* **WHAT IS EXPECTED**
Exactly the lines from the start of the data through the line containing "[(564, 982), (514, 143), (603, 1097)]" should be output, with both ends kept and nothing added.

* **AVAILABLE RECORDS**
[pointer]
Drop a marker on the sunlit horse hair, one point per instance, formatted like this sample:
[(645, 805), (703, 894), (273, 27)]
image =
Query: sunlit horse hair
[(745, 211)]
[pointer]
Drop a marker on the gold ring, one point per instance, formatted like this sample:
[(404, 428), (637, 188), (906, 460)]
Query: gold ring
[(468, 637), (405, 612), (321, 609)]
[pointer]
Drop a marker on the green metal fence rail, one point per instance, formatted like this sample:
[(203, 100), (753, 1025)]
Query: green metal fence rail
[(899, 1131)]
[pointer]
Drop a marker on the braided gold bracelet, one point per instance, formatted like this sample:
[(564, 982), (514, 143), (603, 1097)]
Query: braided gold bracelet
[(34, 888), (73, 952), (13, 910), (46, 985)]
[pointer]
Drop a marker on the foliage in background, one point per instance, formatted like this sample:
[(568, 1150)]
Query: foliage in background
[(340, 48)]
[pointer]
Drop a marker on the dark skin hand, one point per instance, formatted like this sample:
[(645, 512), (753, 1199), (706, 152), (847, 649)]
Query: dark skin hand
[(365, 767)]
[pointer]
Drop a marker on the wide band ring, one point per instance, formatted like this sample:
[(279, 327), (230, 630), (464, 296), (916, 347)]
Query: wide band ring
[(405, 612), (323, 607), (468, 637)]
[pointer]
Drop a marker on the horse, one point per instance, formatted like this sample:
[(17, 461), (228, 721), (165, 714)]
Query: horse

* **EXERCISE RESULT**
[pointer]
Drop a marker on the sunlit horse hair, one point per instance, formatted like this sample:
[(645, 805), (703, 894), (273, 27)]
image =
Query: sunlit horse hair
[(745, 211)]
[pointer]
Drop a marker on the gold ring, one point per instance, formatted like this sample:
[(404, 428), (637, 188), (906, 460)]
Query: gold ring
[(468, 637), (405, 612), (321, 609)]
[pointer]
Drop a marker on the green metal fence rail, one point per instance, formatted like this sample:
[(203, 100), (753, 1025)]
Query: green metal fence rail
[(899, 1131)]
[pointer]
Drop a marker on the braided gold bracelet, one point per instance, formatted like this sample:
[(564, 982), (514, 143), (603, 1097)]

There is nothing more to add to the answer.